** start DATA PROVIDED **
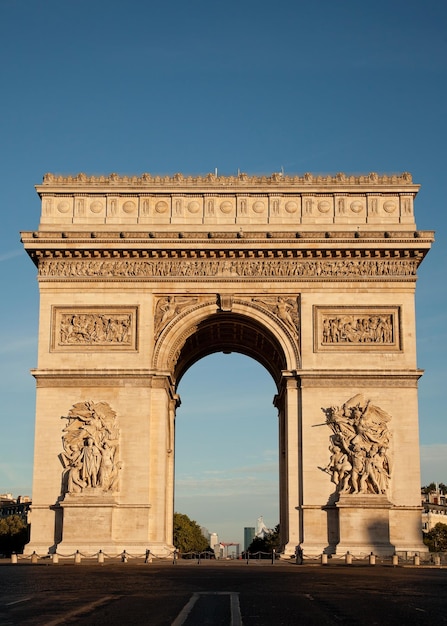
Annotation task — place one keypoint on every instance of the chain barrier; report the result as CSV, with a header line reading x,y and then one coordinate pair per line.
x,y
426,559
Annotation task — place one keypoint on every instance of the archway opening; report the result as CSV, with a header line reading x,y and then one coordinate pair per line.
x,y
227,451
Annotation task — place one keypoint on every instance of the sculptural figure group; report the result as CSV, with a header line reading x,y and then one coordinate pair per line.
x,y
360,460
90,449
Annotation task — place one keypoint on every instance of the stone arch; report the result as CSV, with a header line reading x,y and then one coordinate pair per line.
x,y
247,328
321,295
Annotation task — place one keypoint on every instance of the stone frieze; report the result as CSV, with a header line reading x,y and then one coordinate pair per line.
x,y
93,327
356,328
351,269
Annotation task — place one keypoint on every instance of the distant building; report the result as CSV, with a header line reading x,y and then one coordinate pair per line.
x,y
435,509
15,506
262,530
249,535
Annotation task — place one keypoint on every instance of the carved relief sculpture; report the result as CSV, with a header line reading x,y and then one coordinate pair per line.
x,y
358,329
167,308
90,454
360,460
94,329
285,309
351,269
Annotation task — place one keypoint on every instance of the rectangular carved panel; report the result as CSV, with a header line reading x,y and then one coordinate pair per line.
x,y
357,328
94,328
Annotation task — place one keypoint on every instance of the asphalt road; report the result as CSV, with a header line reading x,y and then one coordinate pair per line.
x,y
220,594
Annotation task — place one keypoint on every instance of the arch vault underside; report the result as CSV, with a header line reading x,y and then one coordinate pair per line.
x,y
140,277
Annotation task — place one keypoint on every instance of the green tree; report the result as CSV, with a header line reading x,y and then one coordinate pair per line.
x,y
267,543
436,538
428,488
14,534
187,534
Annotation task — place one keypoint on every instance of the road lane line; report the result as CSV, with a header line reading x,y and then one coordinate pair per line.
x,y
183,615
83,609
236,619
18,601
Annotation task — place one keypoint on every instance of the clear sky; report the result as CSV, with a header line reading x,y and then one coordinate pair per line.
x,y
130,86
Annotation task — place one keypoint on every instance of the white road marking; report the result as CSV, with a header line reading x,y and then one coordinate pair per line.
x,y
83,609
18,601
236,619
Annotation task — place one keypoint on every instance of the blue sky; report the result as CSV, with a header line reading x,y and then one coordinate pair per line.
x,y
133,86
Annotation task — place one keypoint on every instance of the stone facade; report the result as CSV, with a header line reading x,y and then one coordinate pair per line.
x,y
142,276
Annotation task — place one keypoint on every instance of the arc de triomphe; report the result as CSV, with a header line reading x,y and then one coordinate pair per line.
x,y
312,276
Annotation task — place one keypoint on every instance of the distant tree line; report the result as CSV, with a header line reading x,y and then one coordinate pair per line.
x,y
433,487
188,536
14,534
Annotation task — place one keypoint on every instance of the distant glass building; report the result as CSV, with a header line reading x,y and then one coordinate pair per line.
x,y
249,535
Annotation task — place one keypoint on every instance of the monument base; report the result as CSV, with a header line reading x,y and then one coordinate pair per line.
x,y
364,523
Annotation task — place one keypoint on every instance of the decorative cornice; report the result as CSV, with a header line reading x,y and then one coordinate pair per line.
x,y
276,179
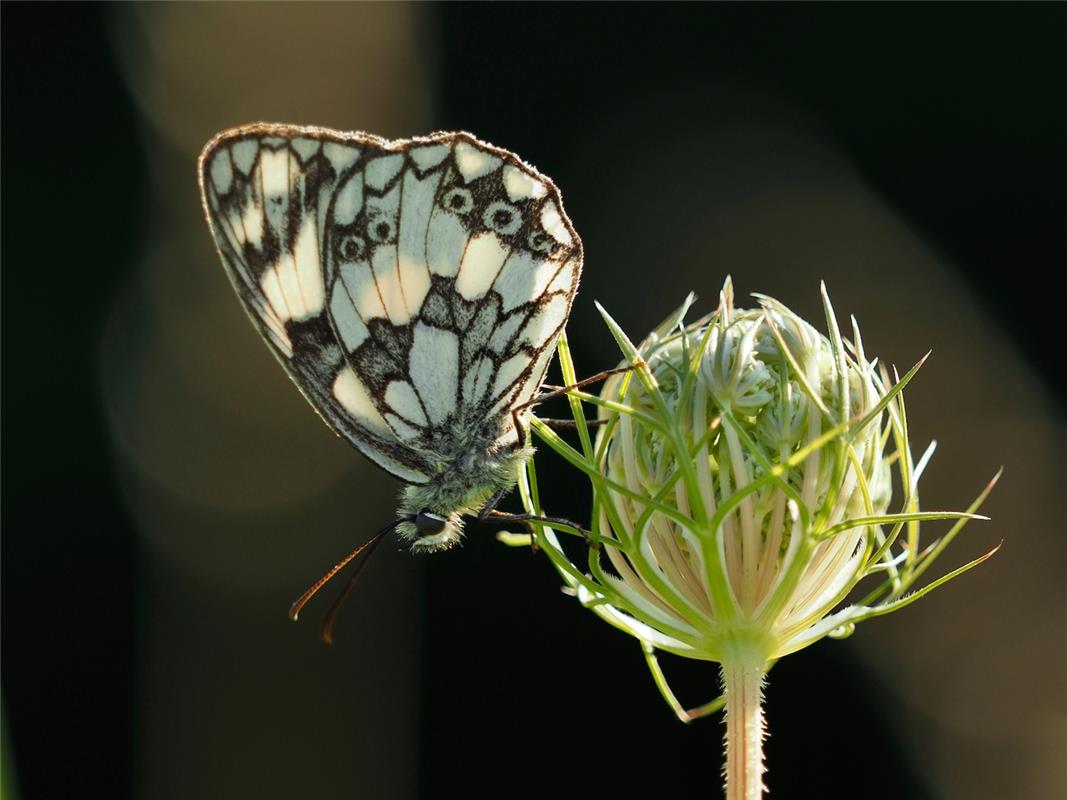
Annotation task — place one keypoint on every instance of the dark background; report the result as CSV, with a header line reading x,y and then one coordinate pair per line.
x,y
115,653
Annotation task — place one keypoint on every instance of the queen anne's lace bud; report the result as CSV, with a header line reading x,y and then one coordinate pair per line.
x,y
742,482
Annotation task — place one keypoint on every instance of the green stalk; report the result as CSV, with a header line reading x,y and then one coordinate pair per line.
x,y
744,668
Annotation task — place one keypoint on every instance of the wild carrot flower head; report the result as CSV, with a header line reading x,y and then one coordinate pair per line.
x,y
743,483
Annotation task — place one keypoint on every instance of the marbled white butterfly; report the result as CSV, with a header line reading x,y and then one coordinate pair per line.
x,y
412,289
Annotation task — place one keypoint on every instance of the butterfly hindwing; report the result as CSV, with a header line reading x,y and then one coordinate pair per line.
x,y
412,289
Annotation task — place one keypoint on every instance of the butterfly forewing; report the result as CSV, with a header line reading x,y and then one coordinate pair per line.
x,y
412,289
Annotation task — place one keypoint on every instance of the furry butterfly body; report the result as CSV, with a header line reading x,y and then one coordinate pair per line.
x,y
412,289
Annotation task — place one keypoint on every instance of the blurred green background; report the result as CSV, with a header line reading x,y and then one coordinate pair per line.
x,y
166,494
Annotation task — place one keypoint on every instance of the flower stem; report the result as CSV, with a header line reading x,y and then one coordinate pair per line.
x,y
743,686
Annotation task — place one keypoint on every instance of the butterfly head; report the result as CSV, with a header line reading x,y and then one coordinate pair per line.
x,y
427,530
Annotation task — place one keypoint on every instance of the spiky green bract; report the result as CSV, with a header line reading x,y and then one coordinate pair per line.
x,y
742,483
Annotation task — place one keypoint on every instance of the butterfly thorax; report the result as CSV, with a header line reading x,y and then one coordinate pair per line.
x,y
468,475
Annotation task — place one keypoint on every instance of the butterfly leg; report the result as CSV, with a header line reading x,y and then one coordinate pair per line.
x,y
570,422
527,520
560,390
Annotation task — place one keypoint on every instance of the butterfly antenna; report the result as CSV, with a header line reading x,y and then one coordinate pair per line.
x,y
327,633
297,607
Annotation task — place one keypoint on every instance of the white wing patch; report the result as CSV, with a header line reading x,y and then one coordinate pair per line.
x,y
400,396
473,162
352,395
481,262
434,367
405,286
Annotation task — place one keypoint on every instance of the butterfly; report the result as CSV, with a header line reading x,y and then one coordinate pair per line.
x,y
413,290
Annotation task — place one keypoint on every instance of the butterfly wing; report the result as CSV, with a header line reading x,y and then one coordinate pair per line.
x,y
411,289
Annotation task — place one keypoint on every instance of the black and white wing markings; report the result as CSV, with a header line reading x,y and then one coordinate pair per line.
x,y
412,289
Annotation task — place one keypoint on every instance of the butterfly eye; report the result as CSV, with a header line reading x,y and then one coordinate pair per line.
x,y
458,201
352,248
428,523
540,242
381,230
502,218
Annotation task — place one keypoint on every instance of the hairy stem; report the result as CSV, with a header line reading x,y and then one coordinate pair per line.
x,y
743,686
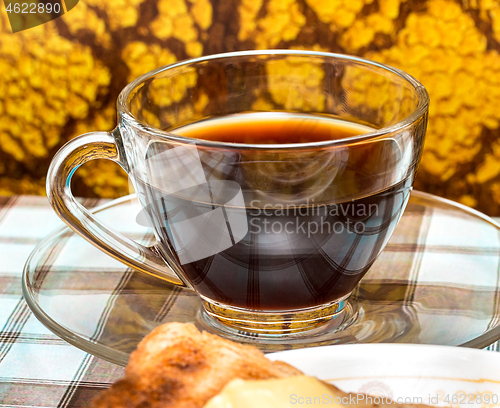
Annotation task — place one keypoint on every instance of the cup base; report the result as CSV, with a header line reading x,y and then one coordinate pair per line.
x,y
274,324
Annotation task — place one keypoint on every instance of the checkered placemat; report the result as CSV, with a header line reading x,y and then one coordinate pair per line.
x,y
38,369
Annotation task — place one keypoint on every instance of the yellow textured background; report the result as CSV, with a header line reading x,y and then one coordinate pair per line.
x,y
61,79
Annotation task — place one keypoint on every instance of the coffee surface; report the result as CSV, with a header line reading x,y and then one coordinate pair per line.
x,y
272,128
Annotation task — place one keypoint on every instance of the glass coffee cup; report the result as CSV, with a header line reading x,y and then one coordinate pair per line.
x,y
272,180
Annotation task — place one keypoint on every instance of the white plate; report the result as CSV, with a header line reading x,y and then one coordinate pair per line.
x,y
406,373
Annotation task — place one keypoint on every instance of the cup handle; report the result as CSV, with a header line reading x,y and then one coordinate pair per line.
x,y
90,146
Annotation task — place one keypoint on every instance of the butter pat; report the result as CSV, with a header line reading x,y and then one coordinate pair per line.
x,y
276,393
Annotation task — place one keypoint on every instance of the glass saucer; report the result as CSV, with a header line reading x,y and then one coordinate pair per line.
x,y
437,282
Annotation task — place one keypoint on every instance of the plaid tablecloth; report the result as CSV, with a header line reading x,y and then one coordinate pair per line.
x,y
37,368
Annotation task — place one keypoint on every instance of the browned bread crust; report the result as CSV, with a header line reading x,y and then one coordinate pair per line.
x,y
177,366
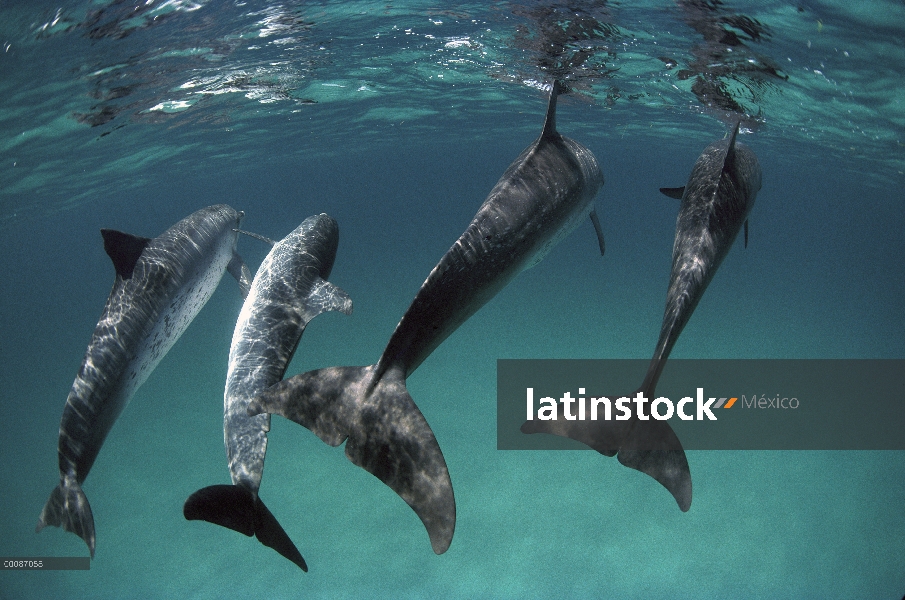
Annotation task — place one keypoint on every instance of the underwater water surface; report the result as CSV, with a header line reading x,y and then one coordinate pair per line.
x,y
397,119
** end DATA PROVIDED **
◆ PROBLEM ◆
Please copy exactly the lines from the one containing "the cup base;" through the last line of the records above, both included, and leave out any pictures.

◆ WRITTEN RESPONSE ◆
Annotation task — place one keypoint on every instance of the cup base; report the result as CSV, with a header line reading x,y and then one coordinate pair per line.
x,y
274,324
Annotation task — place one keypoint on every instance of the checkered placemat; report the result as CSV, with a header line reading x,y and then one coordinate pair per line.
x,y
38,369
Annotation task — place one keypoint on every instance of the yellow textured background; report the result as CSV, with a header line reading x,y and then one coordinate pair per line.
x,y
61,79
Annotation task — place one keypoint on every instance of the coffee surface; report the result as CSV, with a header line reading x,y and then one coordinate pair per line.
x,y
272,128
Annotation task — place one keypoint on every instance of the glass coffee cup; report the result as CSV, with a header line reading x,y and then one coordinate pair per line.
x,y
272,180
Annotation task — place one keypoint on every instance of the white plate; report the result as CSV, with a header line reading x,y and then one coordinate pair per line.
x,y
406,373
Annotation task — place one keypoint on every instance of the cup handle; report the result as CSV, with a header line reading x,y and then one coordinate pair per line.
x,y
90,146
Annotation task — place one keypoint on every instance of the butter pat; report the result as CSV, with a header line reading x,y and then one coordinate pair per line.
x,y
276,393
Annotation task — place one keypoint on every instance of the glass saucer; report the result as CSV, with a header line reading x,y and then one coordinate pair per line.
x,y
437,282
Annotation task — place one keypoint on every instance of the plaid tablecloth; report the result as CSV, with a header line reading x,y and then one coordinate pair per line.
x,y
37,368
Annotation task — place one keypoint on every instance of the browned bread crust; report the result as CSV, with a header line reading x,y and then one coordinate pair per line.
x,y
177,366
Annotation task — place one keypoint on every instance of the underwater water surface; report the result as CSV, with a header line reading x,y and then one coordinate pair per line.
x,y
397,119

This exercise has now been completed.